[[ Given data open ]]

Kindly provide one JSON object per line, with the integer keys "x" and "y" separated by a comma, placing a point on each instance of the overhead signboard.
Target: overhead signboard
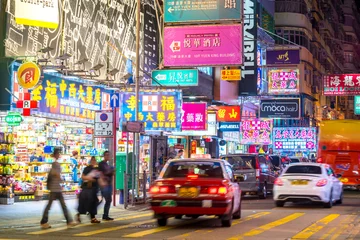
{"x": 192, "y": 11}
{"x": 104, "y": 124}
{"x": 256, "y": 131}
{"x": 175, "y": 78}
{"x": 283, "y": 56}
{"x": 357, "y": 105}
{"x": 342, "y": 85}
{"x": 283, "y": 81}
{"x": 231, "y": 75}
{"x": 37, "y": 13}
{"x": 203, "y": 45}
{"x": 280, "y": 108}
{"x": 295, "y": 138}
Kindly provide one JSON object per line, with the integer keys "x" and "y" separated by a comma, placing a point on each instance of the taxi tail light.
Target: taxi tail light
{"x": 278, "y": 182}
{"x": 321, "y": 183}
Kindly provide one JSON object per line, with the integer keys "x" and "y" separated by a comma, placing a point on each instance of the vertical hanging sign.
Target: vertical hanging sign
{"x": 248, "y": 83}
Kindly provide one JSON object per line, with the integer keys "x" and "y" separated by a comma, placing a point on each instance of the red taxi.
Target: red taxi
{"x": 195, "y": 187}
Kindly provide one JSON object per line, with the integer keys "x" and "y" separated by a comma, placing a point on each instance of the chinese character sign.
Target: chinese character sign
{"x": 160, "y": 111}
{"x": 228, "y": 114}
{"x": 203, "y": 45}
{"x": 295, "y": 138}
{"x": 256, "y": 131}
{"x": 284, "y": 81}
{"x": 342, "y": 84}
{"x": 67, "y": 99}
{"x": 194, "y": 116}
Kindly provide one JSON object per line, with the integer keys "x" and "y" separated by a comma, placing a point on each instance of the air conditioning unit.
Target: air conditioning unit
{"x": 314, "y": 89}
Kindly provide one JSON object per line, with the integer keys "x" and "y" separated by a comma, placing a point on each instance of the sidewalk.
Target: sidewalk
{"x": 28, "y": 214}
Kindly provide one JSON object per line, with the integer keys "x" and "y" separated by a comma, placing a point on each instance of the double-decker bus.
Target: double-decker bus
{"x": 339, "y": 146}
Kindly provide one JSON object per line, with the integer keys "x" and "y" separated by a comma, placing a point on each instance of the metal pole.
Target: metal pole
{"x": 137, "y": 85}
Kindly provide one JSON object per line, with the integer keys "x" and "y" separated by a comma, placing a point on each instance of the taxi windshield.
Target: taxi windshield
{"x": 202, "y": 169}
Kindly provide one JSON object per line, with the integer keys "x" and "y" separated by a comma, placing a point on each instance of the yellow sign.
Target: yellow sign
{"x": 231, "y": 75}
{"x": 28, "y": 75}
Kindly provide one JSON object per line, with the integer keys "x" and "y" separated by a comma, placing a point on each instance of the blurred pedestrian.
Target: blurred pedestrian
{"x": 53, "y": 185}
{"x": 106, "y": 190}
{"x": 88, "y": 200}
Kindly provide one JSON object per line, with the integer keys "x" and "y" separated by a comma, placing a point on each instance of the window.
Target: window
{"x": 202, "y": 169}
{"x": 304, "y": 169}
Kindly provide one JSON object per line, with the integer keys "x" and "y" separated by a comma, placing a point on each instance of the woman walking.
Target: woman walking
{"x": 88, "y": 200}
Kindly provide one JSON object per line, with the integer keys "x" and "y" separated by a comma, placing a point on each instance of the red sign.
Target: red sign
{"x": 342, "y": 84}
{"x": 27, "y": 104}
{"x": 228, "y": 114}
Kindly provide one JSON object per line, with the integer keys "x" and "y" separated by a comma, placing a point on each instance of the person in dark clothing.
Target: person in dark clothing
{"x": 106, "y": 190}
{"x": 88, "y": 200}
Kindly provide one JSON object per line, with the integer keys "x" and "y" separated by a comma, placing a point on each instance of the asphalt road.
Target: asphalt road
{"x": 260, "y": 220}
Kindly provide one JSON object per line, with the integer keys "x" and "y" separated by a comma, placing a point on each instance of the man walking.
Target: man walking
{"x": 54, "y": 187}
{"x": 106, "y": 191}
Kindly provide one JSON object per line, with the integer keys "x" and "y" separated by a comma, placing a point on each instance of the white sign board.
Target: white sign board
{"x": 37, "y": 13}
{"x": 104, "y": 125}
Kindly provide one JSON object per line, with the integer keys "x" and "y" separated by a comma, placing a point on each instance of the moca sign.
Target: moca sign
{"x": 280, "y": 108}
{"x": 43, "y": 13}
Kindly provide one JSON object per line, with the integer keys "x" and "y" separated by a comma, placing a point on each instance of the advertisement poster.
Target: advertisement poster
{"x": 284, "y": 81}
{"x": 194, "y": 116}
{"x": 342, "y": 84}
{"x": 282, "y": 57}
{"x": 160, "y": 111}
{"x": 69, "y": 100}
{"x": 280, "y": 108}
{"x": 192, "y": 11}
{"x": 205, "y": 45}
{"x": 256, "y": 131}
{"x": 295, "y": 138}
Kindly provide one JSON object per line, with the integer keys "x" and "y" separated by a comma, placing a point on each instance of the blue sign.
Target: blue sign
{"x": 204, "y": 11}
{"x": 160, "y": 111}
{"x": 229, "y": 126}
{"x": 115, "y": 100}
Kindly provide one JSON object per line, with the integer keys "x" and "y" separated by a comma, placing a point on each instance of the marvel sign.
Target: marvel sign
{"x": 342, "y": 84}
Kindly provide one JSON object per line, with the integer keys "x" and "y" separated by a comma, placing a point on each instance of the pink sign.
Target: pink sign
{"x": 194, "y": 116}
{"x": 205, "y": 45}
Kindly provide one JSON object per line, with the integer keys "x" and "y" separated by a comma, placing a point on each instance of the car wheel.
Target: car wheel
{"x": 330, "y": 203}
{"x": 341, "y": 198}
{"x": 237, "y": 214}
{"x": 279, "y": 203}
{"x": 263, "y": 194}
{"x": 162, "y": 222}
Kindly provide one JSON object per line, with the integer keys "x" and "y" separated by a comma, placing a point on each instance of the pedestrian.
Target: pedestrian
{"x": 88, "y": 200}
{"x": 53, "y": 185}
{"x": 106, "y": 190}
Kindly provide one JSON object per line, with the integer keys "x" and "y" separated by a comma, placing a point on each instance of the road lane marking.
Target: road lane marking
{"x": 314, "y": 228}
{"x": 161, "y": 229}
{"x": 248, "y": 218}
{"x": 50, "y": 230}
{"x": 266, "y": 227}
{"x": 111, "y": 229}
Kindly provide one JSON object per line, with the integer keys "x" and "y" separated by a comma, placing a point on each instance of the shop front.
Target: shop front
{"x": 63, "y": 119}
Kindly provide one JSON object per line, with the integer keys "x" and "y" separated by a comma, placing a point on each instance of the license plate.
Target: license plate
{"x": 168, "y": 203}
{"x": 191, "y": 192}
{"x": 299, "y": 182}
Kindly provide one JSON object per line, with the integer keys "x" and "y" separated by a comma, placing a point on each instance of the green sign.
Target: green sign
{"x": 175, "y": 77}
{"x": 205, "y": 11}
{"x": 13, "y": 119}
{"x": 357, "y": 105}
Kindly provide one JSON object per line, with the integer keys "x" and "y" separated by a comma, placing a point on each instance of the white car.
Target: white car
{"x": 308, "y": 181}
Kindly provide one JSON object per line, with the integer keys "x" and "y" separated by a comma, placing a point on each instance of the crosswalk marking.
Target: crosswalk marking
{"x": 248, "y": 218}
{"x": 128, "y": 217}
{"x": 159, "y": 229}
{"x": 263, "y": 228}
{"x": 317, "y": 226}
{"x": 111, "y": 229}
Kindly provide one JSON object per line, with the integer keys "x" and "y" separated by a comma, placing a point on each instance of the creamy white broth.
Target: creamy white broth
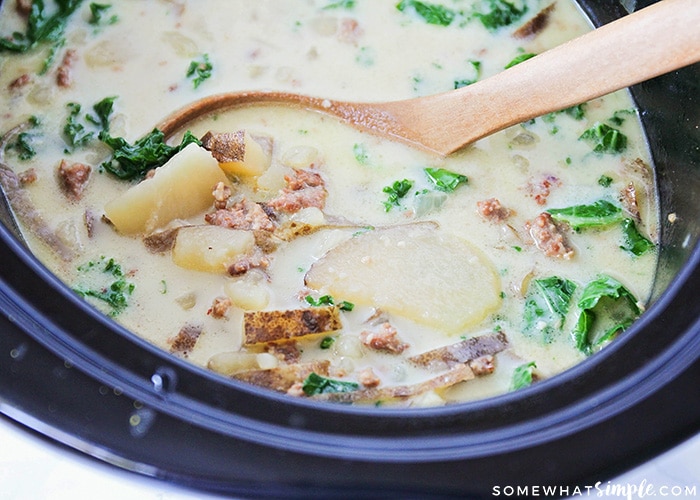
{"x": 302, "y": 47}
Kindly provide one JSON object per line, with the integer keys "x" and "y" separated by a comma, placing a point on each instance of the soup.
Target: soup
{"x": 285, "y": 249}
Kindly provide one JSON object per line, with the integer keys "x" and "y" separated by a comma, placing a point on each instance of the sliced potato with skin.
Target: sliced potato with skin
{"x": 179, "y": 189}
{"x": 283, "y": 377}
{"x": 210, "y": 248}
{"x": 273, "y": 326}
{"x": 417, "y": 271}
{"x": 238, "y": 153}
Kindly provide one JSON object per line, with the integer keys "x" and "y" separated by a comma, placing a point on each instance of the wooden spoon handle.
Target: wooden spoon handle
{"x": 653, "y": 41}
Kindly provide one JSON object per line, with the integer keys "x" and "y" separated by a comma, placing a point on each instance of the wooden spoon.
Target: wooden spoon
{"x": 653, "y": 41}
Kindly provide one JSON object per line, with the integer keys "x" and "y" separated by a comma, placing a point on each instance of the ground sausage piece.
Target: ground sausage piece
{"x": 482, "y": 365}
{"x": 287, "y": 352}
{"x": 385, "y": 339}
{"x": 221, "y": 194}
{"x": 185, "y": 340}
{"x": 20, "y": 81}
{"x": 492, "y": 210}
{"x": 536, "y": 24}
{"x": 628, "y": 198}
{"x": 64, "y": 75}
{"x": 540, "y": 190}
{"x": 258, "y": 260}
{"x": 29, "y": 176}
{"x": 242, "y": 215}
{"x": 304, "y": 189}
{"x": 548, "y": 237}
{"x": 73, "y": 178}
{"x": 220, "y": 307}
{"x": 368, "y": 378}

[[ Given data closed ]]
[[ Given data open ]]

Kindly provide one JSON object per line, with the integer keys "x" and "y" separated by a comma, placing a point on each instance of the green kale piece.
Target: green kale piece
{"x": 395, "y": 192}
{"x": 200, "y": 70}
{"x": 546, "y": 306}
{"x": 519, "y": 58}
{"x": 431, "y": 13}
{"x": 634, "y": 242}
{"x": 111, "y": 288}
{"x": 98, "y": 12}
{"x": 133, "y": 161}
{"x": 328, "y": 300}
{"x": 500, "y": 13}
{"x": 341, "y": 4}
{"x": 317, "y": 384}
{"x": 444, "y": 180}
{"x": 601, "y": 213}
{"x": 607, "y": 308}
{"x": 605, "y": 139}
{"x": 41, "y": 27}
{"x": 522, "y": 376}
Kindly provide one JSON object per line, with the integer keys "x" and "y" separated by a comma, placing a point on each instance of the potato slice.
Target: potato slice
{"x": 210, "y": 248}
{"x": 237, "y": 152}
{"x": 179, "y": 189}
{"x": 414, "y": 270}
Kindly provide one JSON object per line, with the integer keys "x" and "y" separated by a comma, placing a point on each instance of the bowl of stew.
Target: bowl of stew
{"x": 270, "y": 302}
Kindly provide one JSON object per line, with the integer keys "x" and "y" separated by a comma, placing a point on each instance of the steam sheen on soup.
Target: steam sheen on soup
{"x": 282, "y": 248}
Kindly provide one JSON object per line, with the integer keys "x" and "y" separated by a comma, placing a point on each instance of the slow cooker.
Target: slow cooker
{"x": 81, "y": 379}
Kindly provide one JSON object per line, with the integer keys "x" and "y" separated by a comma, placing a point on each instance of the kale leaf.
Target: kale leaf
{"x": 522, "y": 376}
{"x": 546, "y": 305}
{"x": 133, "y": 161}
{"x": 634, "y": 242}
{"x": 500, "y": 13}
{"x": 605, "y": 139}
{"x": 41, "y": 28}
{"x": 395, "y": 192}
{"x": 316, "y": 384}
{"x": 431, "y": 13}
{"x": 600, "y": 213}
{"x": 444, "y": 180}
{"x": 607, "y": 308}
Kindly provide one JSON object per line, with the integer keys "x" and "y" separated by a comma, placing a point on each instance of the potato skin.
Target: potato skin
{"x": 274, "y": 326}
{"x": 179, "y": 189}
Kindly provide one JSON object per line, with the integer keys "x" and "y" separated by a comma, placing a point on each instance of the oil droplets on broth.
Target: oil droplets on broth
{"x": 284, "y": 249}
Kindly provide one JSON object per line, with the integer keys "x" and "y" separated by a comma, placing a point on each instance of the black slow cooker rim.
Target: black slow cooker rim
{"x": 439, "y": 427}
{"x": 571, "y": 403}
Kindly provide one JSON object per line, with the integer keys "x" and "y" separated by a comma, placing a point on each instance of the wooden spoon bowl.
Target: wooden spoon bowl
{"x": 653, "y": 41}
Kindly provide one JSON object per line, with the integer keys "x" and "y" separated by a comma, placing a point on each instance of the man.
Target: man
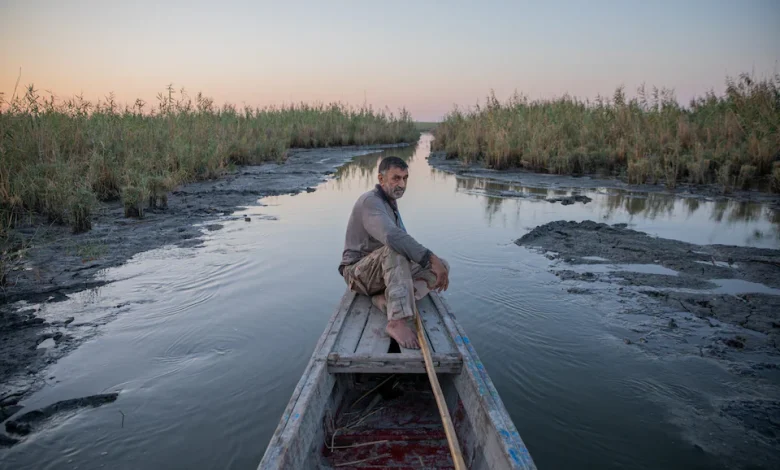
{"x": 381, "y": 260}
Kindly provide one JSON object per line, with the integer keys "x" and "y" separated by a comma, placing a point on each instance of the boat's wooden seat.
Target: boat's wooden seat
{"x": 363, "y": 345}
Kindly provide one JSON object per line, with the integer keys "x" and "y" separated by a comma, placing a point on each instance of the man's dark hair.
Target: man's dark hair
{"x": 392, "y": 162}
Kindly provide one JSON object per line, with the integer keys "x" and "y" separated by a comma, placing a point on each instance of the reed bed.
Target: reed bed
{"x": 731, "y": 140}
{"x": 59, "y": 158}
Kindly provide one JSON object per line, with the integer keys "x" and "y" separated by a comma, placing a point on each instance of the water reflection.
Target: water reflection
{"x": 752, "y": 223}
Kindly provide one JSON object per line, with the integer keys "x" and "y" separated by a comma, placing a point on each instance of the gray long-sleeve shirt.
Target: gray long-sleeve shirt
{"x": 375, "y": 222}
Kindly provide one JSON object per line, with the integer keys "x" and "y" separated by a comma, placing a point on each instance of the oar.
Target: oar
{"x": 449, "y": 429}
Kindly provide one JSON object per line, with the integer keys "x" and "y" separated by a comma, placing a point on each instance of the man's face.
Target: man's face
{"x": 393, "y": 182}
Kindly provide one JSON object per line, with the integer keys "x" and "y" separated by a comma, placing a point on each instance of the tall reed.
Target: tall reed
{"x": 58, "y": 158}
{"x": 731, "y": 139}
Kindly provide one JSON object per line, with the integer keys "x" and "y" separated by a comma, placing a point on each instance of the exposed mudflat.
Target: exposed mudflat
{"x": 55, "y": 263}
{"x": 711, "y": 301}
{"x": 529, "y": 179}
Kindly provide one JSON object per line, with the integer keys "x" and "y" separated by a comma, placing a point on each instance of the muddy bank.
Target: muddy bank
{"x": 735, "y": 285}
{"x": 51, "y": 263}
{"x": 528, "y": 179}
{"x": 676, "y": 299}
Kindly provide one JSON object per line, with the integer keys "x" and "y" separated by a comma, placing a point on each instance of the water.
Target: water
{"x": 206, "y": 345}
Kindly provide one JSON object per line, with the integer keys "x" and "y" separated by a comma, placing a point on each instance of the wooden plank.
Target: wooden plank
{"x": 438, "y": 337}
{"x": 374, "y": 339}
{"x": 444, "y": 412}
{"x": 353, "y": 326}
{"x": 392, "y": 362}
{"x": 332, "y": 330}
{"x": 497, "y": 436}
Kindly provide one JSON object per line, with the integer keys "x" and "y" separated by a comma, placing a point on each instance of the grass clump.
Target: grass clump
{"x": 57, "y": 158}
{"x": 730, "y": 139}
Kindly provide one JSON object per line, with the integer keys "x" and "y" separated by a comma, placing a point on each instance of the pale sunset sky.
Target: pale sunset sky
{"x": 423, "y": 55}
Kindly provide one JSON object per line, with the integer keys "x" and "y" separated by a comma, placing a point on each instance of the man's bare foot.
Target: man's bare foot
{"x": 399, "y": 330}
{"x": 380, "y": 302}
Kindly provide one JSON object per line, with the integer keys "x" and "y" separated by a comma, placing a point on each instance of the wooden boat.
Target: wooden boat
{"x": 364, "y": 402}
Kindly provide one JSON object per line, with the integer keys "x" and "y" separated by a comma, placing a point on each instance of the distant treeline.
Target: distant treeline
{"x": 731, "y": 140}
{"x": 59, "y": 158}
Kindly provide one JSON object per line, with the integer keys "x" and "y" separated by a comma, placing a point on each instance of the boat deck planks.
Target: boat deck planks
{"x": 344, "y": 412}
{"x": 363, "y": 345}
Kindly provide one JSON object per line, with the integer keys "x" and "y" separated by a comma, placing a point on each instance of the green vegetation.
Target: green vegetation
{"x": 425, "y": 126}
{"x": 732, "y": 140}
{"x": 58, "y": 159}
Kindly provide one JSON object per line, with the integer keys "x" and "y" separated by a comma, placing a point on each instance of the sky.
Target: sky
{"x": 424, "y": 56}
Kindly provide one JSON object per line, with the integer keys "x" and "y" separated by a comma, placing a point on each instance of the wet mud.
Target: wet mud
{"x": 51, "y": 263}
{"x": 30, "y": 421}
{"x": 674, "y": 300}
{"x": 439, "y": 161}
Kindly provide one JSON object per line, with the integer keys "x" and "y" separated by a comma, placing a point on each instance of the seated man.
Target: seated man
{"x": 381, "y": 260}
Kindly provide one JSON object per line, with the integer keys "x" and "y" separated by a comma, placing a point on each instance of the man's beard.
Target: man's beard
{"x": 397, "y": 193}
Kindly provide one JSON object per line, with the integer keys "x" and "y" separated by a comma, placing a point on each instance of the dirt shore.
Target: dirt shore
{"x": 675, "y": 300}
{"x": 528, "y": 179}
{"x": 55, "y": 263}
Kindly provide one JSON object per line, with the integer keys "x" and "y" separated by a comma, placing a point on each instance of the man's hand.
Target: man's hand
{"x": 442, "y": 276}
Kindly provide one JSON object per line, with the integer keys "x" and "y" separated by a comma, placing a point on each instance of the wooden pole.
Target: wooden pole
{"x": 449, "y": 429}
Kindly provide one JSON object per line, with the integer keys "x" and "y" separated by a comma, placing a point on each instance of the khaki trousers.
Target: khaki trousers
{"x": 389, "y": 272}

[[ Given data closed ]]
[[ Given data open ]]

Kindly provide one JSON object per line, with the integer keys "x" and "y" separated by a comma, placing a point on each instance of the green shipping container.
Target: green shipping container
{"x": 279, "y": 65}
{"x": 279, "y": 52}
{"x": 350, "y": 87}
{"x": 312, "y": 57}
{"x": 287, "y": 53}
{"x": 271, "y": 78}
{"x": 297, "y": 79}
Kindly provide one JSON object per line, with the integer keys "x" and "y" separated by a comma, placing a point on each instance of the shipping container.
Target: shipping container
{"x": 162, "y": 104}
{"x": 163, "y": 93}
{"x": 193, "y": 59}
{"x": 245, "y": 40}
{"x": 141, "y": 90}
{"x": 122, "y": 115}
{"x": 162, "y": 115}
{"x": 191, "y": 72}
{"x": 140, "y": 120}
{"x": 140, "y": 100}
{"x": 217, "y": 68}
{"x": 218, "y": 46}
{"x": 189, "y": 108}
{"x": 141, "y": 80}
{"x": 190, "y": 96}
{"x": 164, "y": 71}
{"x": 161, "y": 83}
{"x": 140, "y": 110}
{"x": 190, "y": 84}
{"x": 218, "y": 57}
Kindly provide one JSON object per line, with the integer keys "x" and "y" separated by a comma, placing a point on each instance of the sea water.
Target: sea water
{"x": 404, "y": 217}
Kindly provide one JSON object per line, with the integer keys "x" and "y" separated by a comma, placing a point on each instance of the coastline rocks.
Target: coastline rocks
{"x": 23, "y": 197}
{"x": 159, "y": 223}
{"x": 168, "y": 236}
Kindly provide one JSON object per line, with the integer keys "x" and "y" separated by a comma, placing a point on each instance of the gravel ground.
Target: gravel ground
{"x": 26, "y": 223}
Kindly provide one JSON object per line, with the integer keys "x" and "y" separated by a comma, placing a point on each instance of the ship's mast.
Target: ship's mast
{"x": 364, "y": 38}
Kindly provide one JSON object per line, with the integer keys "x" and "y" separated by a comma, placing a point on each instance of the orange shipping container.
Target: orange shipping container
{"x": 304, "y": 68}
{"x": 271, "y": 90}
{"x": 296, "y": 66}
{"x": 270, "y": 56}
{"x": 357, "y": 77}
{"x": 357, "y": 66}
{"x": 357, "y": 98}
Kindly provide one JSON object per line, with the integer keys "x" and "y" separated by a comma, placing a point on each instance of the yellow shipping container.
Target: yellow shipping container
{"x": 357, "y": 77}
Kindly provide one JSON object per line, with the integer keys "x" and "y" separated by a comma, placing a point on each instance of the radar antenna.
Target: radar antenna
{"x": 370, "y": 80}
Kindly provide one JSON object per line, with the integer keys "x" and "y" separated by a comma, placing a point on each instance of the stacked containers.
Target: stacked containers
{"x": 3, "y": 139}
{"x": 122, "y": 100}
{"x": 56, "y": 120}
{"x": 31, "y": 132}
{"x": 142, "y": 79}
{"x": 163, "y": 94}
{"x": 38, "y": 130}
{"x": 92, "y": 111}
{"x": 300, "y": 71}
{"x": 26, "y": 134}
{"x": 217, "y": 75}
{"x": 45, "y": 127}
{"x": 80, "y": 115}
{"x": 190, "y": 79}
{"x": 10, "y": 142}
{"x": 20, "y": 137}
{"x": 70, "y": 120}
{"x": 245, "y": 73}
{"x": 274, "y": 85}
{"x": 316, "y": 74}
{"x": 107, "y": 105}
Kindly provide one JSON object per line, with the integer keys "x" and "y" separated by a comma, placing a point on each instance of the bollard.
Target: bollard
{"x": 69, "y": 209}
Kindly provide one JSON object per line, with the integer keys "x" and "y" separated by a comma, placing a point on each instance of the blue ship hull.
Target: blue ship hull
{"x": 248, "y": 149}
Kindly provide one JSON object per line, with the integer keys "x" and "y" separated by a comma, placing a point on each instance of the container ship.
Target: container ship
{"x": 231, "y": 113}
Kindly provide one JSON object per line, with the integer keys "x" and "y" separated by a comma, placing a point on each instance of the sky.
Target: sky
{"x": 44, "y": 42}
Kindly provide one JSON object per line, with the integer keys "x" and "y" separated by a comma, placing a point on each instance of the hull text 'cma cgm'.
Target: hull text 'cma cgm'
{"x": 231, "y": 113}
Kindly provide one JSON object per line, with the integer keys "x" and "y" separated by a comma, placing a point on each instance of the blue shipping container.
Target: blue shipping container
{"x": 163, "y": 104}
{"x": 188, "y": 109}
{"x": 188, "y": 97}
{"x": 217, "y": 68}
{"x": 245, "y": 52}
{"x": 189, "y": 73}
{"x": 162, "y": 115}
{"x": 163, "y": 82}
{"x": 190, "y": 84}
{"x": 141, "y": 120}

[[ Given data closed ]]

▶ [What you are asked to do]: Using only the entries above, output the line with "Target: wooden spoon handle", the line with "ground sausage piece.", and all lines between them, exactly as they stand.

▶ [Result of this exercise]:
Target: wooden spoon handle
{"x": 653, "y": 41}
Kindly provide one JSON object per line, with the integer keys "x" and "y" separated by a comma, placing a point on each instance of the wooden spoon.
Target: wooden spoon
{"x": 653, "y": 41}
Kindly provide one JSON object per line, with the integer keys "x" and "y" separated by a comma, placing a point on each instance of the ground sausage piece.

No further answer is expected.